Exercise instructions. Set down each entry below exactly as it stands.

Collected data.
((

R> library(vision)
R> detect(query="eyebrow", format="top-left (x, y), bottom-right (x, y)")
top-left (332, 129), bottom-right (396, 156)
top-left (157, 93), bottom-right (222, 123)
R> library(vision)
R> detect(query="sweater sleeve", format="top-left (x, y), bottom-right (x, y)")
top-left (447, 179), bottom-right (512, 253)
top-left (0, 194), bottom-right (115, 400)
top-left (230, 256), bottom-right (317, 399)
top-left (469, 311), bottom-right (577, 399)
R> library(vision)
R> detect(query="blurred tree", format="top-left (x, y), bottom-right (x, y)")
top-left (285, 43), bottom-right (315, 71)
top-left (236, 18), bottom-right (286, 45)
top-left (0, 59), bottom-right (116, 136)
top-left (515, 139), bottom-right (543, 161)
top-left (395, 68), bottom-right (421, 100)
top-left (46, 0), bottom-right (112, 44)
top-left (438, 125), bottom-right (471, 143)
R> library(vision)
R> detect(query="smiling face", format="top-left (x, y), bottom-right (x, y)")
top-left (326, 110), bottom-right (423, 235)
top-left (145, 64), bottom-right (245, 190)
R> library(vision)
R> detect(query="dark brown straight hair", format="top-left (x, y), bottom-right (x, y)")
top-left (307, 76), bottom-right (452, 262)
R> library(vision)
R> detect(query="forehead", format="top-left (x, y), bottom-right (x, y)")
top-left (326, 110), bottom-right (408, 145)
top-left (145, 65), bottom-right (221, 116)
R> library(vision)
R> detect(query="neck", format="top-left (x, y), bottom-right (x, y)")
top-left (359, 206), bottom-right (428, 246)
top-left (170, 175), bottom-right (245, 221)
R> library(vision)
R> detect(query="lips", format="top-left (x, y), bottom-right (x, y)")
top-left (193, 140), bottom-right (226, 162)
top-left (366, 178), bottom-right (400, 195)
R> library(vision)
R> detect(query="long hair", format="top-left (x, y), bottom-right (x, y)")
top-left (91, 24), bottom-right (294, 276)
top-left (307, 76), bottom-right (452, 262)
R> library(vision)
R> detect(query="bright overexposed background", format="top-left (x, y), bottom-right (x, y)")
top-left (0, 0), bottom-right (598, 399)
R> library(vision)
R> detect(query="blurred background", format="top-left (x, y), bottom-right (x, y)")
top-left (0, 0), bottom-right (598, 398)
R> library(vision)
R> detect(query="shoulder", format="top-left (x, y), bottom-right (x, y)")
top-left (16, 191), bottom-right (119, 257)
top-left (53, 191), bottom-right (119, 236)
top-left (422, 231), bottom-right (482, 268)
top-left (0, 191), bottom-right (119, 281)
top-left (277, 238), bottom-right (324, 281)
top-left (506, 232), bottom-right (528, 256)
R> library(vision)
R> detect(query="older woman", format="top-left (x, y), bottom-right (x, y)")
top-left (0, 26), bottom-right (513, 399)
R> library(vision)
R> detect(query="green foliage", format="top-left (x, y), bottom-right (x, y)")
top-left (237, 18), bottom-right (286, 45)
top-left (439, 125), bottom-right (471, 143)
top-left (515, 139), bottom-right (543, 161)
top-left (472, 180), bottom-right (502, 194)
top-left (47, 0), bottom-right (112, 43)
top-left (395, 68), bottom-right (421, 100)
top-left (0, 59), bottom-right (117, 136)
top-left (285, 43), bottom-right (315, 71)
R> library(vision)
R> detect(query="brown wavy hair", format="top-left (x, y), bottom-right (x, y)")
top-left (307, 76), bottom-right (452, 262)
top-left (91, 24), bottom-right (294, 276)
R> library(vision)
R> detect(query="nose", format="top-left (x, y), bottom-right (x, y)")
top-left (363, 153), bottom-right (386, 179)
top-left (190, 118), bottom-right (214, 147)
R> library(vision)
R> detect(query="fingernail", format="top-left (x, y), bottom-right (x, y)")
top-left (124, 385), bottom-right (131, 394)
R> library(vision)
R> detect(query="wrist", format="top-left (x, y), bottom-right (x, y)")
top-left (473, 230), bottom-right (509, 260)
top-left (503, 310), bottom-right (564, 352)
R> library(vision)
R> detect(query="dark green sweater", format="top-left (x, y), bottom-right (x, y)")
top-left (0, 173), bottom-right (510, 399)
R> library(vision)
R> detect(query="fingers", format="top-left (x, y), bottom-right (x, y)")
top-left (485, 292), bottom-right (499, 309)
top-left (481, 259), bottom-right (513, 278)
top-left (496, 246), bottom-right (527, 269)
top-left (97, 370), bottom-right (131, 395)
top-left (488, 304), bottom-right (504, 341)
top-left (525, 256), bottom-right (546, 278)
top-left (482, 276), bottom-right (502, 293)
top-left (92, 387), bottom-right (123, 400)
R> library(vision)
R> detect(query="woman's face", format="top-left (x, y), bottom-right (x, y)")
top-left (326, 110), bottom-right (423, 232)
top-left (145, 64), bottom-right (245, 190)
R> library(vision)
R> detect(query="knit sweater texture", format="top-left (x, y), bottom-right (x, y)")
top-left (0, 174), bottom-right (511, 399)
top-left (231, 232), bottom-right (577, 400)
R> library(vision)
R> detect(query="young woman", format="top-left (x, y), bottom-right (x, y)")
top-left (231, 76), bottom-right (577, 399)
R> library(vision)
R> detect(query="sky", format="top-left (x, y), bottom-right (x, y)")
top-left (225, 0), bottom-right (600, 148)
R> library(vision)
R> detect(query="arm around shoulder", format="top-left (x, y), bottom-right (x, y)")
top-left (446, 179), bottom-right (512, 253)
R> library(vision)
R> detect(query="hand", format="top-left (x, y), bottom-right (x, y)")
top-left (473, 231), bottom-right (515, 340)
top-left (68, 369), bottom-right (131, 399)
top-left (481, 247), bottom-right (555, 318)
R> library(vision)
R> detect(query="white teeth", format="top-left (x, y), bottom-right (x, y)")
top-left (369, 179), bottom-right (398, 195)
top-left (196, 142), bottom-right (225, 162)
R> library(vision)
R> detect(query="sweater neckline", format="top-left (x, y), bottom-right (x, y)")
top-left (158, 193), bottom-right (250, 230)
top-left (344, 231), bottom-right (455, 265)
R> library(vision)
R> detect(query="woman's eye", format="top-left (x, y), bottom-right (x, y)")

))

Solution for this exercise.
R> library(vision)
R> detect(query="eyebrow", format="top-left (x, y), bottom-right (x, y)")
top-left (332, 129), bottom-right (396, 156)
top-left (157, 93), bottom-right (222, 123)
R> library(vision)
R> detect(query="sweater sleeve", format="top-left (x, y), bottom-right (x, y)")
top-left (447, 179), bottom-right (512, 253)
top-left (0, 194), bottom-right (115, 400)
top-left (230, 256), bottom-right (317, 399)
top-left (469, 311), bottom-right (577, 399)
R> library(vision)
R> detect(query="blurred tree", format="top-left (x, y), bottom-right (x, y)")
top-left (285, 43), bottom-right (315, 71)
top-left (236, 18), bottom-right (286, 45)
top-left (0, 59), bottom-right (116, 136)
top-left (515, 139), bottom-right (543, 161)
top-left (395, 68), bottom-right (421, 100)
top-left (46, 0), bottom-right (112, 44)
top-left (438, 125), bottom-right (471, 143)
R> library(vision)
R> detect(query="smiling face", format="top-left (x, y), bottom-right (x, y)")
top-left (326, 110), bottom-right (423, 235)
top-left (145, 64), bottom-right (245, 190)
R> library(vision)
R> detect(query="dark brown straight hair", format="top-left (x, y), bottom-right (x, y)")
top-left (307, 76), bottom-right (452, 262)
R> library(vision)
R> detect(query="forehead", format="top-left (x, y), bottom-right (x, y)")
top-left (326, 110), bottom-right (408, 145)
top-left (145, 65), bottom-right (221, 116)
R> library(vision)
R> detect(query="neck", format="top-left (x, y), bottom-right (x, y)")
top-left (359, 206), bottom-right (428, 246)
top-left (170, 175), bottom-right (245, 221)
R> library(vision)
R> detect(query="lips", format="top-left (x, y), bottom-right (x, y)")
top-left (193, 140), bottom-right (226, 162)
top-left (366, 178), bottom-right (400, 195)
R> library(vision)
R> detect(query="long hair", format="top-left (x, y), bottom-right (x, y)")
top-left (91, 24), bottom-right (294, 276)
top-left (307, 76), bottom-right (452, 262)
R> library(vision)
R> detect(query="bright overexposed background", format="top-left (x, y), bottom-right (x, y)")
top-left (0, 0), bottom-right (598, 399)
R> library(vision)
R> detect(query="blurred background", format="top-left (x, y), bottom-right (x, y)")
top-left (0, 0), bottom-right (598, 398)
R> library(vision)
R> detect(query="shoulder", format="top-left (x, y), bottom-right (x, y)")
top-left (16, 191), bottom-right (119, 257)
top-left (53, 191), bottom-right (119, 236)
top-left (422, 231), bottom-right (482, 268)
top-left (0, 191), bottom-right (119, 281)
top-left (277, 238), bottom-right (324, 281)
top-left (506, 232), bottom-right (528, 256)
R> library(vision)
R> detect(query="older woman", format="top-left (x, y), bottom-right (x, y)")
top-left (0, 26), bottom-right (513, 399)
R> library(vision)
R> detect(query="green foliage", format="top-left (x, y), bottom-right (x, y)")
top-left (237, 18), bottom-right (286, 45)
top-left (439, 125), bottom-right (471, 143)
top-left (515, 139), bottom-right (543, 161)
top-left (472, 180), bottom-right (502, 194)
top-left (47, 0), bottom-right (112, 43)
top-left (395, 68), bottom-right (421, 100)
top-left (0, 59), bottom-right (117, 136)
top-left (285, 43), bottom-right (315, 71)
R> library(vision)
R> detect(query="brown wavy hair", format="top-left (x, y), bottom-right (x, y)")
top-left (307, 76), bottom-right (452, 262)
top-left (91, 24), bottom-right (294, 276)
R> library(vision)
R> detect(query="nose", format="top-left (x, y), bottom-right (x, y)")
top-left (363, 153), bottom-right (386, 179)
top-left (190, 118), bottom-right (214, 147)
R> library(vision)
R> detect(query="fingernail", format="top-left (x, y), bottom-right (x, y)")
top-left (124, 385), bottom-right (131, 394)
R> library(vision)
R> detect(query="wrist", format="top-left (x, y), bottom-right (x, y)")
top-left (473, 230), bottom-right (509, 260)
top-left (503, 310), bottom-right (564, 352)
R> library(vision)
R> detect(query="dark green sweater", format="top-left (x, y), bottom-right (x, y)")
top-left (0, 173), bottom-right (510, 399)
R> library(vision)
R> detect(query="fingers", format="top-left (x, y), bottom-right (x, y)")
top-left (485, 292), bottom-right (499, 309)
top-left (481, 259), bottom-right (513, 278)
top-left (496, 246), bottom-right (527, 269)
top-left (97, 370), bottom-right (131, 395)
top-left (488, 304), bottom-right (504, 341)
top-left (525, 256), bottom-right (546, 278)
top-left (482, 276), bottom-right (502, 293)
top-left (92, 387), bottom-right (123, 400)
R> library(vision)
R> detect(query="woman's face", format="top-left (x, y), bottom-right (x, y)")
top-left (326, 110), bottom-right (423, 232)
top-left (145, 64), bottom-right (245, 190)
R> library(vision)
R> detect(query="knit sweater texture", format="top-left (x, y), bottom-right (x, y)")
top-left (0, 174), bottom-right (511, 399)
top-left (231, 232), bottom-right (577, 400)
R> library(vision)
R> detect(query="young woman", format="top-left (x, y), bottom-right (x, y)")
top-left (231, 76), bottom-right (577, 399)
R> library(vision)
R> detect(query="sky", format="top-left (x, y), bottom-right (x, y)")
top-left (225, 0), bottom-right (600, 148)
R> library(vision)
R> detect(query="arm around shoulder", format="top-left (x, y), bottom-right (x, y)")
top-left (446, 179), bottom-right (512, 253)
R> library(vision)
R> detect(query="hand", format="top-left (x, y), bottom-right (x, y)")
top-left (473, 231), bottom-right (515, 340)
top-left (68, 369), bottom-right (131, 399)
top-left (481, 247), bottom-right (555, 318)
R> library(vision)
R> detect(query="white teeth", format="top-left (x, y), bottom-right (x, y)")
top-left (369, 179), bottom-right (398, 195)
top-left (196, 142), bottom-right (225, 162)
R> library(vision)
R> detect(query="sweater neckline", format="top-left (x, y), bottom-right (x, y)")
top-left (158, 193), bottom-right (250, 230)
top-left (344, 231), bottom-right (455, 265)
R> library(vision)
R> detect(query="woman's eye", format="top-left (x, y), bottom-right (x, y)")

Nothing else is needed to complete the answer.